- **PROVIDED TEXT**:
↓
Here I am, well into my third trimester with a big bump, a waddle to be proud of and the wonderful feeling of strong kicks throughout the day. For weeks, months, even years, I have dreamt of being this pregnant. There is such a big sense of achievement, relief and hope that comes with being in my ninth month of pregnancy.
It is a surreal feeling having got this far. I can’t quite believe that not only will I deliver a baby that is over six pounds, but that I can hope he will be born able to breathe for himself and I will get to hold, feed, kiss and dress him within a day of meeting him makes me feel like the luckiest girl around.
This pregnancy and this little baby boy have not only proved that my body was not to blame for having my twins prematurely but has also given me hope far beyond my dreams.
During my eighth month of pregnancy I attended an antenatal class, packed my hospital bag, enjoyed nesting and successfully passed the final date in this pregnancy that was a reminder of my first, the gestation at which Esme died.
Throughout this pregnancy I feel proud that I have tackled and overcome many emotions and memories that for me are linked with pregnancy after a premature birth and pregnancy after loss.
With the support from family, friends, my midwife and my consultant, I feel in a stronger place to where I started nine months ago. I am now full term and although I am still nervous about his arrival, I am also excited that I have had the opportunity to do things the way I have only dreamt of.
It was only a matter of days before Charlotte’s waters went that I received all the letters for my antenatal classes. I can remember feeling so excited opening them and writing the dates in my calendar, I was soon to become a mum of twin girls. However, as we know those classes never happened and during my time on the antenatal ward I deleted all the dates from my phone with feelings of sadness, terror and longing.
This time round, I had no idea I had to book the classes myself. By then, all the antenatal classes were full in Leeds General Infirmary (LGI) but there were still some dates available at their sister hospital, St. James’s.
I looked forward to the class, only vaguely knowing what to expect. As it began, we were soon split into two groups, one to go to look around the delivery ward and the other to have a talk about the stages of labour. We were in the group to look around the delivery ward first.
I excitedly held Connor’s hand and could feel my heart beat faster that this soon would be us in real life (and at the LGI). What I didn’t expect was a trip down memory lane. The first stop was outside the neonatal unit where Charlotte had been. Connor and I shared a “are you serious?” look as the midwife described why babies might go into the neonatal unit. We squeezed each other’s hands that bit tighter.
↑
- **WORK ORDER**: According to the pregnancy account, which hospital still had antenatal class dates available once the classes at Leeds General Infirmary were full? The entries that come next have no connection to the pregnancy account.

- **DATA SECTION**:
↓
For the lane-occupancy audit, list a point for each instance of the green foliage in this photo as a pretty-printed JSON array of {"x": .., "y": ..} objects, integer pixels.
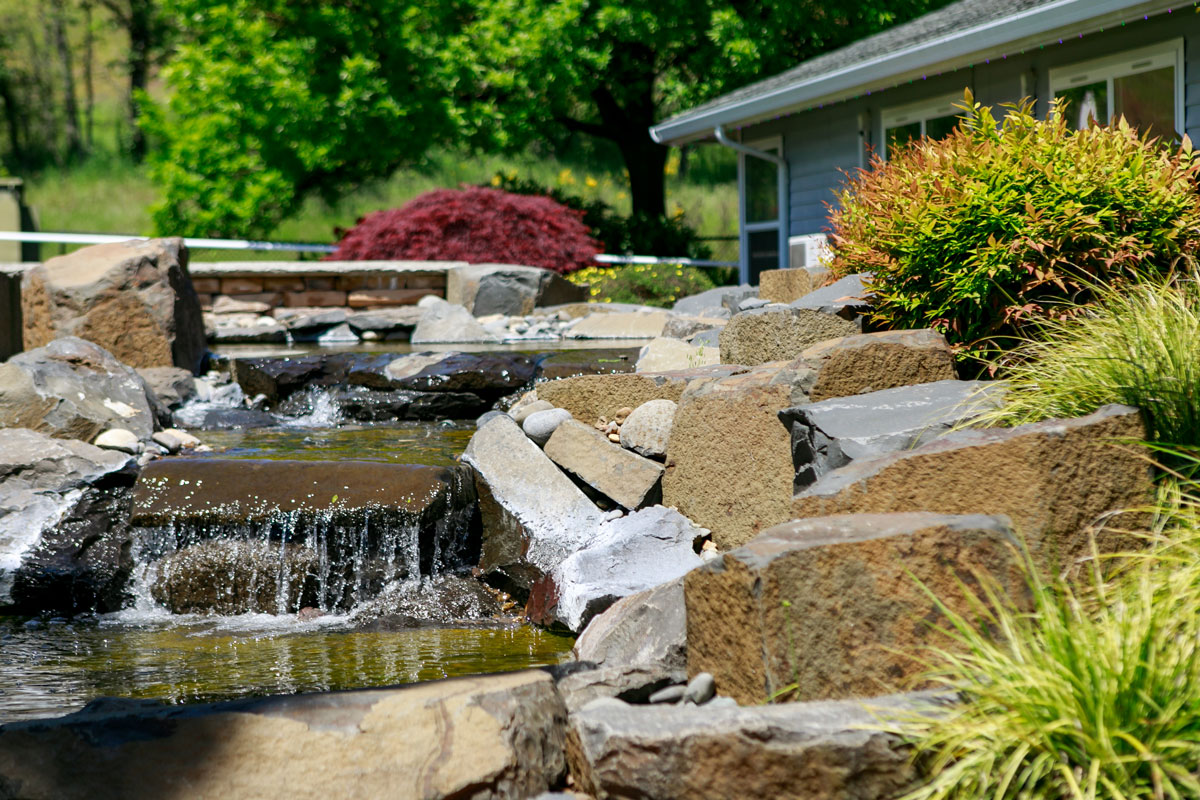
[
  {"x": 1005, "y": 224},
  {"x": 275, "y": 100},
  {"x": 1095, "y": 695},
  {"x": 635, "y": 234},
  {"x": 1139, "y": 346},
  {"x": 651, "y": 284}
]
↑
↓
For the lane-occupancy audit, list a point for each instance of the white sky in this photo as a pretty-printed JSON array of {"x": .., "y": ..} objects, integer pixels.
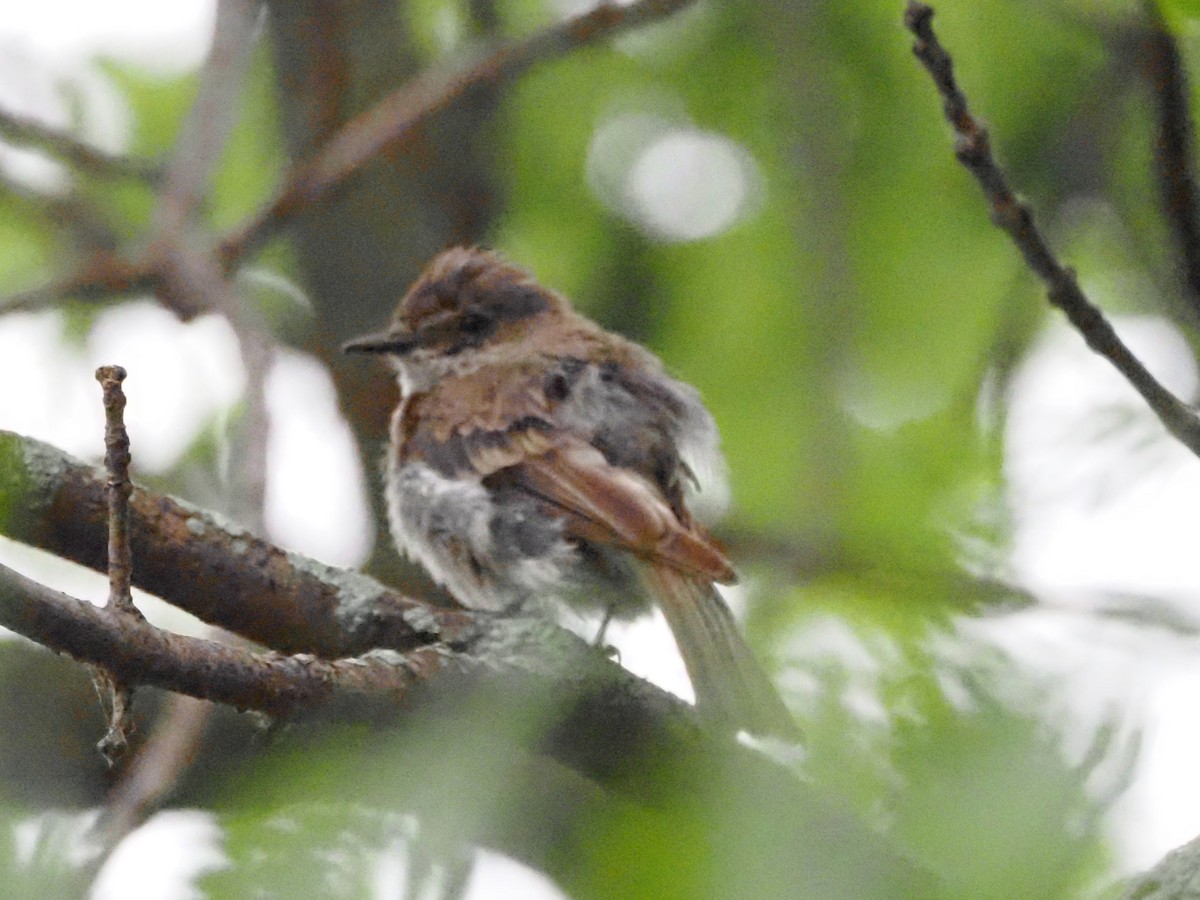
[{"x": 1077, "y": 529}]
↑
- **ANSWER TO THIS EXERCISE**: St. James's, the sister hospital of Leeds General Infirmary.